Selection ->
In 1117304 Ontario Inc. c/o Harvey’s Restaurant v. Cara Operations Limited, the Ontario Superior Court of Justice considered the scope of the statutory duty of good faith in determining whether the franchisor breached that duty by terminating the franchisee’s licence agreements. The franchisor counterclaimed against the franchisee and its two guarantors for non-payment of royalty fees and advertising fees, as well as other costs associated with the default of the licence agreements. The court awarded judgments to both parties – in the amount of $20,480.00 for the franchisee’s claim and $80,477.70 for that of the franchisor.

Facts

Starting in the spring of 1995, the franchisee operated a fast-food restaurant in Ottawa under the name, Harvey’s. Pursuant to a separate licence agreement with the franchisor, the franchisee also served Church’s Chicken products. The restaurant operated at a profit until 1998 or 1999, when sales began to drop steadily. The franchisor issued notices of default on several occasions for non-payment of royalties, advertising and other fees. The franchisee requested financial assistance from the franchisor which the franchisor eventually offered.

In July 2000, the franchisor unilaterally terminated all Church’s Chicken licence agreements due to supply problems and batter issues. All franchisees were offered compensation for the termination of these agreements. The franchisee in this case had two of seven years remaining on the licence when it was terminated.

Short exercise ->
Reproduce the franchise case summary word for word between "In July 2000, the" and "it was terminated.", inclusive.

Records provided ->
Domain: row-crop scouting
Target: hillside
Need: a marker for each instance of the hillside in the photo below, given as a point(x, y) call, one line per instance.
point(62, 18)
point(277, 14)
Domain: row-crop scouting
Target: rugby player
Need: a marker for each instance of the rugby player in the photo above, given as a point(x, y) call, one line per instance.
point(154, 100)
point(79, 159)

Task solution ->
In July 2000, the franchisor unilaterally terminated all Church’s Chicken licence agreements due to supply problems and batter issues. All franchisees were offered compensation for the termination of these agreements. The franchisee in this case had two of seven years remaining on the licence when it was terminated.